Your task:
Quote, with no changes, the lines that run from the top of the material to the line with "positive clicks: (215, 382) (196, 391)", both included.

Dataset entries:
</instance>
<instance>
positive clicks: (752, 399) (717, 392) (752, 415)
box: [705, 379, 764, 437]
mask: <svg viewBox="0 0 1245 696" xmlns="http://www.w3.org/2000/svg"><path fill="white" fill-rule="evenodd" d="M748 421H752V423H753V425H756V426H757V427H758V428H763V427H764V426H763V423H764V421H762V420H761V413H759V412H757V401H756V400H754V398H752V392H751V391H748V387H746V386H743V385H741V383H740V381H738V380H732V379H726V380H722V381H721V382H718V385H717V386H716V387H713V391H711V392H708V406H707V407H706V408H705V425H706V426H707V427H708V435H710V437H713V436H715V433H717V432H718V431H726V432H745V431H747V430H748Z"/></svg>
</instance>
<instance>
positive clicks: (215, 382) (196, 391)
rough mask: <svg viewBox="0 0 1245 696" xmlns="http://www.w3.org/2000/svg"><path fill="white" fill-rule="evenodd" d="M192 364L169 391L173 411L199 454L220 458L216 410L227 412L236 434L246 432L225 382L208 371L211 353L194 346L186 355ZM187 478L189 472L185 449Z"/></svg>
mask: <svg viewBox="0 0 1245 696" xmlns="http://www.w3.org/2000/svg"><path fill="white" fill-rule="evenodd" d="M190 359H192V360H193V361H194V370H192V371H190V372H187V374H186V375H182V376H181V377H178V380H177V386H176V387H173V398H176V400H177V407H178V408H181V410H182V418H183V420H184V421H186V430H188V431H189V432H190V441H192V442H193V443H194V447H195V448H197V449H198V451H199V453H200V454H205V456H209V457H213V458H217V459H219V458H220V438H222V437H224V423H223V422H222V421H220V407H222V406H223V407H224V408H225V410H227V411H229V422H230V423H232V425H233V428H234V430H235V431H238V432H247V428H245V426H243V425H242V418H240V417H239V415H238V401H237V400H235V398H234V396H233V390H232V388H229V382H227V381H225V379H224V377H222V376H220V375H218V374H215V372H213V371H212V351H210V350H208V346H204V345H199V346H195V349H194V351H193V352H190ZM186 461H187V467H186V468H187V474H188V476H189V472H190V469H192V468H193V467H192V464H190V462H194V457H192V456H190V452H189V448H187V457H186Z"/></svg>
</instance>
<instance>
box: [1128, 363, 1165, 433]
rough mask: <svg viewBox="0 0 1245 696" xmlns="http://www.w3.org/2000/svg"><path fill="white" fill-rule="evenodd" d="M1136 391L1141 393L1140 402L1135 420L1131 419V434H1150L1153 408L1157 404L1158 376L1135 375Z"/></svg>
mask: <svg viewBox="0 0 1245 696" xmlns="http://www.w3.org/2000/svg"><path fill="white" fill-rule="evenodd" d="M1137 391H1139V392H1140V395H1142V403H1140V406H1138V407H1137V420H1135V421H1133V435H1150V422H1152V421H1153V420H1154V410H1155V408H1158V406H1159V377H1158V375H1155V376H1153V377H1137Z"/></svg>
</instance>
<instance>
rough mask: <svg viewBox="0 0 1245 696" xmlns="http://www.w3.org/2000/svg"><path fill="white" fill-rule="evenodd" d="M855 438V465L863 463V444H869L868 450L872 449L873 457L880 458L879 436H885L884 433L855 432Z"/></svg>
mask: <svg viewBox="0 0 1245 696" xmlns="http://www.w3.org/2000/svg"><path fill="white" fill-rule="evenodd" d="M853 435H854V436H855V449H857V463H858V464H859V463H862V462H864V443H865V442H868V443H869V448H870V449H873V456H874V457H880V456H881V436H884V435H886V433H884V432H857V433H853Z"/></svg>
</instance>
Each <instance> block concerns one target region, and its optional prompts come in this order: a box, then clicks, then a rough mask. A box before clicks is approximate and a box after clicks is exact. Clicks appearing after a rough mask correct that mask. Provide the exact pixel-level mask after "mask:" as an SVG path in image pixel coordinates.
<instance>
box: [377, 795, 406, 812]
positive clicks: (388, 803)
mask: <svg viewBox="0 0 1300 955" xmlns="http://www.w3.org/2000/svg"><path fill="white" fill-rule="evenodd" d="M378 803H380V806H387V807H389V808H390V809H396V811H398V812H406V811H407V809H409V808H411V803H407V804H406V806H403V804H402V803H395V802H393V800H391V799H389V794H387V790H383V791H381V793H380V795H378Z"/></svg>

Solution:
</instance>
<instance>
positive clicks: (752, 399) (717, 392) (752, 415)
box: [705, 379, 764, 437]
mask: <svg viewBox="0 0 1245 696" xmlns="http://www.w3.org/2000/svg"><path fill="white" fill-rule="evenodd" d="M748 421H752V423H753V425H756V426H757V427H758V428H763V427H764V426H763V423H764V421H762V420H761V413H759V412H757V401H756V400H754V398H752V392H751V391H748V387H746V386H743V385H741V383H740V381H738V380H732V379H726V380H722V381H721V382H718V385H717V386H716V387H713V391H711V392H708V406H707V407H706V408H705V425H706V426H707V427H708V435H710V437H713V436H715V433H717V432H718V431H726V432H745V431H747V430H748Z"/></svg>
</instance>
<instance>
positive clicks: (215, 382) (196, 391)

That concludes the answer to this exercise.